At this year’s Interspeech, the largest annual conference on speech-related technologies, Shehzad Mevawalla, the director of automatic speech recognition for Alexa, will deliver a keynote address on “successes, challenges, and opportunities for speech technology in conversational agents.”
Ironically, Mevawalla is, in his own description, “not a speech person”.
“I'm a software engineer by trade and by training,” Mevawalla say. “When I started with Amazon, I ran Amazon's business intelligence. Following that, I was running seller performance for third-party sellers, making sure that they were providing a great experience for our customers. Then I spent the next four years in inventory management, where my systems were basically purchasing all of Amazon's inventory worldwide and figuring out how to get it into our warehouses.”
That experience with large-scale systems made Mevawalla an attractive candidate to lead the Alexa speech recognition engineering team, a responsibility he assumed three years ago.
“Alexa has tens of millions of devices out there, and with that kind of scale it’s definitely a challenge,” says Mevawalla. “For example, Christmas morning, millions of people unwrap Alexa devices. They all fire up at the same time. You get a tremendous spike of activity, and you cannot disappoint customers on Christmas morning. So your systems have to be able to scale.
“And it has to be always on, always reliable. You cannot miss an alarm. You cannot miss a timer. And we continue to add more functionality. So, for example, we added the ability for customers to whisper, and Alexa will whisper back. That cannot add latency. A couple of years ago, we added speaker ID, so we can personalize customers’ Alexa experiences. Again, that has to run with no added latency. Another example is automatic language switching, so you can set your US device to dual languages — for example, an English-Spanish mix. We have to detect whether the customer is speaking English or Spanish in real time and respond in kind. You can't say, ‘Okay, let me listen to this person first for a while, and let's see if they are speaking English or Spanish.’ You have to make the decision immediately.”
Going end-to-end
Mevawalla was no stranger to machine learning when he joined the speech recognition effort. Among other things, his work with Amazon’s third-party sellers involved fraud detection, a problem he had worked on for nine years before joining Amazon and one that depends heavily on machine learning models. Two years ago, his responsibilities expanded to include Alexa speech recognition’s scientific research.
Looking forward to this years' keynote speakers at #INTERSPEECH2020!
— INTERSPEECH 2020 (@interspeech20) September 14, 2020
🔹Janet Pierrehumbert (Uni. of Oxford)
🔹Barbara @ShinnCunningham (Carnegie Mellon Uni.)
🔹Lin-shan Lee (National Taiwan Uni.)
🔹Shehzad Mevawalla (Amazon Alexa)
Only 6 weeks to go:https://t.co/u0ZU2GsrBi
Even in that short time he’s led the science team, Mevawalla says, he’s seen dramatic changes. “I think we’ve made huge strides in the last couple of years,” he says. “For example, we can now run full-capability speech recognition on-device. The models that used to be many gigabytes in size, required huge amounts of memory, and ran on massive servers in the cloud — we're now able to take those models and shrink them into tiny footprints and fit them into devices that are no larger than a tin can.”
In large part, Mevawalla explains, that’s because of a move to end-to-end models, neural networks that take acoustic speech signals as input and directly output transcribed speech. In the past, by contrast, Alexa’s speech recognizers had specialized components that processed inputs in sequence, such as an acoustic model and a language model.

_Given exercise A_. Which capabilities does the Alexa speech recognition article above say were added to Alexa without adding latency? List each one.
_Given exercise B_. Can you write the next few paragraphs of the Alexa speech recognition article, continuing after its last sentence?

_Data section_.
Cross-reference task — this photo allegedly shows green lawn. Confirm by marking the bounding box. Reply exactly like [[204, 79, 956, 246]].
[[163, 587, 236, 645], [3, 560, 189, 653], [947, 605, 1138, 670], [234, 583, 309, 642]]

_Exercise result A_.
- Whispering, where Alexa whispers back to a customer who whispers
- Speaker ID, used to personalize customers' Alexa experiences
- Automatic language switching, which lets a US device be set to two languages such as an English-Spanish mix

_Exercise result B_.
“The acoustic model is trying to recognize the phonemes that are coming in — the basic units of speech,” Mevawalla explains. “Then the language model would do a search using n-grams” — sequences of between three and five words. “You could have multiple combinations of sentences that are possibilities given a string of phonemes,” he says. “Which path do you go down? These large search trees are built by processing large amounts of text data and noting the probability that words occur in a particular order.
“With an end-to-end model, you no longer have the overhead of the various separate components, or those giant search trees. Instead, you now have a full neural representation, which by itself reduces the size of the model to one-hundredth the size. Various quantization techniques minimize the memory and compute footprint even further without losing any accuracy. These models can then be deployed on our devices and executed using our own Amazon neural processor, AZ1 — a neural accelerator that is optimized to run DNNs [deep neural networks].”
Speaker ID
Alexa’s speaker ID function — which recognizes which customer is speaking, so that Alexa can personalize responses — has also moved to an end-to-end model, Mevawalla says.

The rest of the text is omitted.